▸ **Exercise requirements**
When the line containing "--fill-rule=evenodd" is reached, include it and end there; set down verbatim every line before it, starting at the top of the records.

▸ **Records contained in a dataset**
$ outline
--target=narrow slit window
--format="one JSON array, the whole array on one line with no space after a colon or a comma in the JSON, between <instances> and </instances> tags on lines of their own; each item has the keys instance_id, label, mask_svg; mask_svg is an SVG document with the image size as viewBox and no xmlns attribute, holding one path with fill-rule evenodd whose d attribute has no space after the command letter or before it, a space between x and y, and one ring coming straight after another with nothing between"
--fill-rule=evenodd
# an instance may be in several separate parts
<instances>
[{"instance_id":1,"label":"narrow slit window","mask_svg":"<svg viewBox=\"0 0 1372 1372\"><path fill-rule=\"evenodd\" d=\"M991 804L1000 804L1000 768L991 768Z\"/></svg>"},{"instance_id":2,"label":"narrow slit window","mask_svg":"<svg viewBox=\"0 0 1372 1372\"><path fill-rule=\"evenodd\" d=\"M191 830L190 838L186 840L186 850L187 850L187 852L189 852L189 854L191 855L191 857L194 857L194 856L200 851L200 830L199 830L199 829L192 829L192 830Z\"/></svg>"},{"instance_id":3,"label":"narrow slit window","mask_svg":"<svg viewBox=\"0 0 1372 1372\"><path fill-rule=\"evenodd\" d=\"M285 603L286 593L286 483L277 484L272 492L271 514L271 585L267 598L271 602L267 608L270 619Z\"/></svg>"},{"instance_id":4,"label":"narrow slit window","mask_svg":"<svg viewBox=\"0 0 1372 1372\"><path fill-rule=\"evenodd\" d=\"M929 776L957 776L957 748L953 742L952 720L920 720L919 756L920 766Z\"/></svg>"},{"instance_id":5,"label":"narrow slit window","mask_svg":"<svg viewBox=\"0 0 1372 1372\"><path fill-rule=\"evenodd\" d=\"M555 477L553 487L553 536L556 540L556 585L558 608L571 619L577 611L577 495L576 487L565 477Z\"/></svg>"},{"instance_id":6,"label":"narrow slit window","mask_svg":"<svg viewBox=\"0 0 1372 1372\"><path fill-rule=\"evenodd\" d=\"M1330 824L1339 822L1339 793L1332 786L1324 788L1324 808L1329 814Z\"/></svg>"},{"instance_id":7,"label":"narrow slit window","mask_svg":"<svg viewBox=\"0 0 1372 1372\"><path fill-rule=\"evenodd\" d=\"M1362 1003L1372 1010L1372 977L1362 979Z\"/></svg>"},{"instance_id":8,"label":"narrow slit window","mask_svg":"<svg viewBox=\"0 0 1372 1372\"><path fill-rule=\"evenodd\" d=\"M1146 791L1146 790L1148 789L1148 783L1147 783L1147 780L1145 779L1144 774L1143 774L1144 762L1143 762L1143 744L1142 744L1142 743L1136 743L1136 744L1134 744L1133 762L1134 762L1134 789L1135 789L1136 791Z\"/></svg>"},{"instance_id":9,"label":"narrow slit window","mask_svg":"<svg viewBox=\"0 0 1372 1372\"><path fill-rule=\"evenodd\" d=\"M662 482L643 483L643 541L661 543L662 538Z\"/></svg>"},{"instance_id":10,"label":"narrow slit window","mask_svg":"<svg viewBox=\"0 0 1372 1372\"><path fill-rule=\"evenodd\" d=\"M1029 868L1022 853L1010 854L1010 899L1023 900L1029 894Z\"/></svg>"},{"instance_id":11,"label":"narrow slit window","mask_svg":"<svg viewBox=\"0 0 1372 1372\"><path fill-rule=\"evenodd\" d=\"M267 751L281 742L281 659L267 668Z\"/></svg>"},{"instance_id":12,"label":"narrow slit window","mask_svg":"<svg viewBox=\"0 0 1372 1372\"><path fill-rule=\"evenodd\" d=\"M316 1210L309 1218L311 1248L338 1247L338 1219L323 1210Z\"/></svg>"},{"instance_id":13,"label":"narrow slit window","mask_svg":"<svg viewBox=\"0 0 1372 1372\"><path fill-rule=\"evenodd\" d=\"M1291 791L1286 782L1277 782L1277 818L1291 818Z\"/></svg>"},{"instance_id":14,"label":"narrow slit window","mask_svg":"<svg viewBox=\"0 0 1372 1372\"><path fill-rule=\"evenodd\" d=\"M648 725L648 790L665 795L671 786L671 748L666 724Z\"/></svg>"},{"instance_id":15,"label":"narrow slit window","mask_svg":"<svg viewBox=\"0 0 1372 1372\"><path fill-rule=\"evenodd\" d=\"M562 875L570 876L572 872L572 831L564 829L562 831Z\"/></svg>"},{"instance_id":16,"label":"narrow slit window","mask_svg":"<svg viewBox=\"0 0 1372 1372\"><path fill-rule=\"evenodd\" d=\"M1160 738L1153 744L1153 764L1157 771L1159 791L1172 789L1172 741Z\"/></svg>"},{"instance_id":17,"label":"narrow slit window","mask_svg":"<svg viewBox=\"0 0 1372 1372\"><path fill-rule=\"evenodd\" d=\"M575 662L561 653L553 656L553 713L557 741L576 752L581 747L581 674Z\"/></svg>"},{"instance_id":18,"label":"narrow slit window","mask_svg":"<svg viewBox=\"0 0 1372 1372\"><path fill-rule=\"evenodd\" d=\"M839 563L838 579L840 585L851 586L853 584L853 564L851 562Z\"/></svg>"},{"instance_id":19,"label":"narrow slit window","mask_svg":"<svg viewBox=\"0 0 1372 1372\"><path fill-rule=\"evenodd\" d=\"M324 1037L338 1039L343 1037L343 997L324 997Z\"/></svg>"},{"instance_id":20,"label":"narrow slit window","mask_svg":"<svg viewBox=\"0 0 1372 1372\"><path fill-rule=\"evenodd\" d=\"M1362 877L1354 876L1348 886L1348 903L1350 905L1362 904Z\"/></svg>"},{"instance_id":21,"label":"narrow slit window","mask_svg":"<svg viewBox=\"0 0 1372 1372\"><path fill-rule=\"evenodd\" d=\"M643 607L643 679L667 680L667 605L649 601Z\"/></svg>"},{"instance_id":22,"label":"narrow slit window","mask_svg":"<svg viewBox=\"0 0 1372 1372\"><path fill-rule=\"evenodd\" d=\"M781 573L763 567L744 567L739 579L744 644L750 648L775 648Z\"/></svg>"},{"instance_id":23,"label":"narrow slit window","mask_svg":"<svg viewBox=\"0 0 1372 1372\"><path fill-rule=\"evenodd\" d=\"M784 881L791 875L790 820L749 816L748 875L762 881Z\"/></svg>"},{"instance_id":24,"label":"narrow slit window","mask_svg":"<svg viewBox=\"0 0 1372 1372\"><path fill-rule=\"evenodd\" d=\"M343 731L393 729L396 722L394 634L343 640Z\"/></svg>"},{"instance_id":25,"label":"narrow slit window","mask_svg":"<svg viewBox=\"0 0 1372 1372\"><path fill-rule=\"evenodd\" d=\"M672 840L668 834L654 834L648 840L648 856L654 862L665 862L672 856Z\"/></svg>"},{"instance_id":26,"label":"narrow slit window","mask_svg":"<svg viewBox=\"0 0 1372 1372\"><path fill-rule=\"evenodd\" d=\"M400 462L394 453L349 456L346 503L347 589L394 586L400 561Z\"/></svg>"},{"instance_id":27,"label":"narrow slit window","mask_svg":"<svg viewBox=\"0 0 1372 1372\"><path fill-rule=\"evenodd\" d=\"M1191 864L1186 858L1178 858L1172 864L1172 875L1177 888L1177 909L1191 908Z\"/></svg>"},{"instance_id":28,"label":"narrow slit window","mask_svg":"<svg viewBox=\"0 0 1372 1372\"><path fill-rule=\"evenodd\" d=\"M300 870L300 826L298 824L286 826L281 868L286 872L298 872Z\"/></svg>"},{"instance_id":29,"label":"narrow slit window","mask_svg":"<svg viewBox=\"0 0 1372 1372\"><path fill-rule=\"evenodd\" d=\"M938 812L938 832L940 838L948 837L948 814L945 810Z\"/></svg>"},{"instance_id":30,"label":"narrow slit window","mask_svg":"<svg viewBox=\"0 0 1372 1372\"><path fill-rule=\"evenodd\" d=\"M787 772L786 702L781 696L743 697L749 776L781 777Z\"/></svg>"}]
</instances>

▸ **Response to the task**
$ outline
--target=narrow slit window
--format="one JSON array, the whole array on one line with no space after a colon or a comma in the JSON, between <instances> and </instances> tags on lines of their own; each item has the keys instance_id, label, mask_svg; mask_svg is an SVG document with the image size as viewBox and no xmlns attribute, holding one path with fill-rule evenodd whose d attribute has no space after the command letter or before it, a space between x and y, and one ring coming straight after another with nothing between"
--fill-rule=evenodd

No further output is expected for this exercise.